Serious question from a guy made soft by garbage collection: how frequent is mem...

asveikau · on April 6, 2014

> how frequent is memory allocation failure nowadays

I'd guess that it varies a lot by domain and project but from what I've seen, pretty common.

> I'd think that if allocs began to fail, there was no recovery anyhow

I think this is what both high-level languages and the Linux "over-commit-by-default" policy have convinced people is the normal behavior. However in my experience it's not that hard to make OOM simply bubble up the stack and have all the callers up the stack free their resources, then let the rest of the program keep running. It doesn't have to be a catastrophic event. You just have to be consistent about handling it, and write code expecting it.

> Are there lots of ways allocation can fail besides low memory conditions?

To think of a few, there's running out of memory, but there's also running out of address space. The latter is not so hard to accomplish on a 32-bit system. You could ask for a chunk of memory where, if you could coalesce all the free space throughout the heap, you may have enough space, but you can't make it into a contiguous allocation.

On Windows I've also seen the kernel run out of nonpaged pool, which is more space constrained than the rest of memory. I've seen this when a lot of I/O is going on. You get things like WriteFile failing with ERROR_NOT_ENOUGH_MEMORY.

twic · on April 6, 2014

On Linux, somewhat infamously, malloc never fails. It will always return a pointer to some fresh part of the address space. It is able to do this because, in turn, sbrk/anonymous mmap never fails - it always allocates some fresh address space. It is able to do this because Linux does not allocate physical memory (or swap) when it assigns address space, but when that address space is actually used. It will happily allocate more address space than it has memory for - a practice known as 'overcommit'. So, on Linux, you can indeed not worry about malloc failing:

http://www.scvalex.net/posts/6/ http://www.drdobbs.com/embedded-systems/malloc-madness/23160...

There are a few caveats to this.

Firstly, malloc actually can fail, not because it runs out of memory, but because it runs out of address space. If have 2^64 bytes of memory in your address space already (2^48 on most practical machines, i believe), then there is no value malloc could return that would satisfy you.

Secondly, this behaviour is configurable. An administrator could configure a Linux system not to do this, and instead to only allocate address space that can be backed with memory. And actually, some things i have read suggest that overcommit is not unlimited to begin with; the kernel will only allocate address space equal to some multiple of the memory it has.

Thirdly, failure is conserved. While malloc can't fail, something else can. Linux's behaviour is essentially fractional reserve banking with address space, and that means that the allocator will sometimes write cheques the page tables can't cash. If it does, if it allocates more address space than it can supply, and if every process attempts to use all the address space that it has been allocated, we have the equivalent of a run on the bank, and there is going to be a failure. The way the failure manifests is through the action of the out-of-memory killer, which picks one process on the system, kills it, and so reclaims the memory allocated to it for distribution to surviving processes:

http://linux-mm.org/OOM_Killer

The OOM killer is a widely-feared bogeyman amongst Linux sysadmins. It sometimes manages to choose exactly the wrong thing as a victim. At one time, and perhaps still, it had a particular grudge against PostgreSQL:

http://thoughts.davisjeff.com/2009/11/29/linux-oom-killer/

And in the last month or so, on systems where i work, i have seen a situation where a Puppet run on an application server provoked the OOM killer into killing the application, and another where a screwed up attempt to create a swap file on an infrastructure server provoked it into killing the SSH daemon and BIND.

※

→ **Tasks to carry out**
a) In the thread on memory allocation failure, which error does WriteFile return on Windows when the kernel runs out of nonpaged pool?
b) Write the next part of the thread on memory allocation failure, picking up after its final sentence.

※

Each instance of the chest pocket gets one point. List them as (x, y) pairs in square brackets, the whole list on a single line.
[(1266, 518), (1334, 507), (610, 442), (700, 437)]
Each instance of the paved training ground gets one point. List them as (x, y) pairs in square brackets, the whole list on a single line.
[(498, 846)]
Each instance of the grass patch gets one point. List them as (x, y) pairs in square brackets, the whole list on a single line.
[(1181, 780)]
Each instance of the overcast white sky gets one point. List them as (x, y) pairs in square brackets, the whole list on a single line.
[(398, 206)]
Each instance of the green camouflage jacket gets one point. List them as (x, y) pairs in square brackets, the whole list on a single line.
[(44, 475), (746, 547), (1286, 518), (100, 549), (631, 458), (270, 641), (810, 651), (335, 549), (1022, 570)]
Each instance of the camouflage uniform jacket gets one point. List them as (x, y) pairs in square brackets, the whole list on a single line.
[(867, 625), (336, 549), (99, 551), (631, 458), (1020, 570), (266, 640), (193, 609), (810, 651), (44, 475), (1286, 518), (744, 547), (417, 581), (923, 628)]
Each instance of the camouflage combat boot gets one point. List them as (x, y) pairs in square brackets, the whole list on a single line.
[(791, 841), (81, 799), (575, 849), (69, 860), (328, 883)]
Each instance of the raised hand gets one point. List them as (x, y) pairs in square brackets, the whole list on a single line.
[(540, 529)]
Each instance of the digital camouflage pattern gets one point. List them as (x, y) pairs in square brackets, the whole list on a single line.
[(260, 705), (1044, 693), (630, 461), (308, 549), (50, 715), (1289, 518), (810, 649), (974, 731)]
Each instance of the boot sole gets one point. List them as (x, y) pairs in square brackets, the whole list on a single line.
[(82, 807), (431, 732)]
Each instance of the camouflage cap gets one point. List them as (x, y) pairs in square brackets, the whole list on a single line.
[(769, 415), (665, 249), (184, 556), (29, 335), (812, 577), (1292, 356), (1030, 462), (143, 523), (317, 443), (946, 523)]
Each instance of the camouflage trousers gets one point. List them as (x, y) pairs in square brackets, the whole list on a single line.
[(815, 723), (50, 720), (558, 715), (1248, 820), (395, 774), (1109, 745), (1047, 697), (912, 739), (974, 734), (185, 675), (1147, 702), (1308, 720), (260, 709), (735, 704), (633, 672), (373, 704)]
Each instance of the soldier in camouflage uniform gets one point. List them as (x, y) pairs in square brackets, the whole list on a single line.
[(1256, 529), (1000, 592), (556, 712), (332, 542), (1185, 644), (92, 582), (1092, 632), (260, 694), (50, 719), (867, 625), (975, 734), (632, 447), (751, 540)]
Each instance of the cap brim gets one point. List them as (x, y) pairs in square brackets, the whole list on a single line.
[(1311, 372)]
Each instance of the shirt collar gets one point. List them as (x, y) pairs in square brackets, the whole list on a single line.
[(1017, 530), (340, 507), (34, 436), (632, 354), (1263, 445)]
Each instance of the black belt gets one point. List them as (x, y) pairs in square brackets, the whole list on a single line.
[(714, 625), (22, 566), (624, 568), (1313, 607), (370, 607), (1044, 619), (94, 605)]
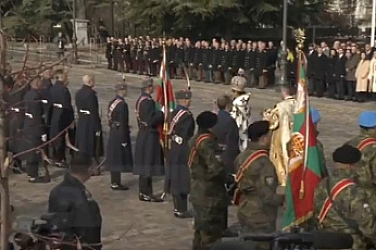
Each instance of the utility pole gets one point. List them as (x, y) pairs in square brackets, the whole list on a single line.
[(74, 39), (283, 54)]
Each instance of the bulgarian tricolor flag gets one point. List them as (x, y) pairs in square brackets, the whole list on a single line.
[(165, 97), (305, 164)]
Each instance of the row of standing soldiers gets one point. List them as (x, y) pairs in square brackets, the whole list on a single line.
[(216, 62)]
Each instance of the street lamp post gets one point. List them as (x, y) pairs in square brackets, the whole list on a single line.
[(75, 57), (283, 54)]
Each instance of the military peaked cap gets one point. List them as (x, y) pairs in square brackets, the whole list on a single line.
[(147, 83), (315, 114), (257, 129), (367, 119), (347, 155), (206, 119), (183, 94), (121, 86)]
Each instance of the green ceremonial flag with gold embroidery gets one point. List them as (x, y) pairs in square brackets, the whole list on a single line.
[(305, 163)]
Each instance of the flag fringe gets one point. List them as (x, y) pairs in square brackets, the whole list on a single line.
[(298, 221)]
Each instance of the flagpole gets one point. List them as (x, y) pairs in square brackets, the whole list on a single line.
[(166, 106), (373, 23)]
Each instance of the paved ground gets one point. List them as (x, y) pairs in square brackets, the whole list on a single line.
[(130, 224)]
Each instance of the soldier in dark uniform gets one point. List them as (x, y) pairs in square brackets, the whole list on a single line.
[(115, 55), (177, 173), (62, 116), (134, 57), (227, 133), (170, 54), (120, 55), (226, 64), (89, 127), (216, 63), (139, 57), (261, 72), (207, 66), (196, 65), (119, 157), (155, 56), (321, 73), (188, 57), (44, 91), (127, 55), (109, 48), (311, 70), (236, 58), (340, 73), (271, 59), (146, 58), (33, 130), (16, 115), (179, 60), (247, 64), (149, 159), (71, 201)]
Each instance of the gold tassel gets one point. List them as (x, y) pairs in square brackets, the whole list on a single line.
[(301, 192)]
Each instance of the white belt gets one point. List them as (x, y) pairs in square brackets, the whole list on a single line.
[(177, 139), (86, 112), (58, 105)]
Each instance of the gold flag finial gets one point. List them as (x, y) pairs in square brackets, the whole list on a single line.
[(300, 37)]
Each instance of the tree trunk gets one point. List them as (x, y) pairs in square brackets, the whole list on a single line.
[(4, 206), (81, 9)]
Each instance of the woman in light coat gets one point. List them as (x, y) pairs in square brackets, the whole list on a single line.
[(361, 75)]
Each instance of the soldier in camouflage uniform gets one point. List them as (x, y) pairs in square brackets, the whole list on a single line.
[(366, 143), (208, 178), (340, 205), (257, 183)]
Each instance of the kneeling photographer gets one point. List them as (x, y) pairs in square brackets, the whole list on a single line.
[(72, 198)]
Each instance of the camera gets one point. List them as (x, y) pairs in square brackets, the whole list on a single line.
[(48, 232)]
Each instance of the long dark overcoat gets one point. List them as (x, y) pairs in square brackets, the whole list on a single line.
[(177, 172), (119, 156), (149, 159), (227, 135), (88, 123), (62, 110), (34, 126)]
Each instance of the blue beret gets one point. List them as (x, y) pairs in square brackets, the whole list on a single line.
[(367, 119), (315, 114)]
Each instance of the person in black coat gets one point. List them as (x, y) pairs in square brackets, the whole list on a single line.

※

→ **Final results**
a) ERROR_NOT_ENOUGH_MEMORY

b)
I don't know about what other operating systems do. Apparently all modern unixes overcommit address space in much the same way as Linux. However, i can't believe that FreeBSD handles this as crassly as Linux does.

binarycrusader · on April 7, 2014

  I don't know about what other operating systems do.
  Apparently all modern unixes overcommit address space in
  much the same way as Linux. However, i can't believe that
  FreeBSD handles this as crassly as Linux does.

Solaris does not (generally, unless you use MAP_NORESERVE w/ mmap).

In general, the Linux kernel's default OOM behaviour is undesirable for the vast majority of enterprise use cases. That's why RedHat and many other vendors used to disable it by default (unknown who still does).

Why is it bad? Simple; imagine your giant database is running with a large address space mapped. Another program decides to allocate a large amount of memory. The Linux kernel sees the tasty database target, kills it, and gives the smaller program its memory. Congratulations, your database just went poof.

There's an article that discusses the advantages/disadvantages with respect to Solaris here:

http://www.oracle.com/technetwork/server-storage/solaris10/s...

The article (while old) still applies today.

otterley · on April 6, 2014

> On Linux, somewhat infamously, malloc never fails. It will always return a pointer to some fresh part of the address space. It is able to do this because, in turn, sbrk/anonymous mmap never fails - it always allocates some fresh address space. It is able to do this because Linux does not allocate physical memory (or swap) when it assigns address space, but when that address space is actually used. It will happily allocate more address space than it has memory for - a practice known as 'overcommit'. So, on Linux, you can indeed not worry about malloc failing

True. However, you can disable this behavior if you like by running 'sysctl vm.overcommit_memory=2'; see proc(5).

asveikau · on April 6, 2014

> On Linux, somewhat infamously, malloc never fails.

Pretty close to true but I think that is a bit of a simplification. I seem to recall for instance on 32-bit Linux it's not hard to get malloc to return NULL: ask for some absurd size, like maybe a few allocations of a gigabyte or two, something that fits in a size_t but a 32-bit address space could not possibly accommodate with all the other things in the address space (stacks, your binary, libraries, kernel-only addresses in the page table, etc).

ams6110 · on April 7, 2014

oom killer always seems to target sshd in my encounters. Handy when you're at home.

joosters · on April 6, 2014

Most Linux distributions run using an optimistic memory allocation system, whereby memory (RAM plus swap space) can be over-allocated. On these systems, your program can die due to lack of memory at any point in time. I.e. Even if you test the return values of every malloc() call, you still won't be safe.

smtddr · on April 6, 2014

I did not believe you, but then I did "man malloc" and sure enough, in the NOTES section at the bottom.

>>By default, Linux follows an optimistic memory allocation strategy. This means that when malloc() returns non-NULL there is no guarantee that the memory really is available.

So it's like airlines overbooking seats; the system just hopes that the memory is available when you actually try to use it. I had no idea. That would be an extremely annoying bug to try and track down. How would one even do it? Is there a way to test if you truly have the memory without segfaulting?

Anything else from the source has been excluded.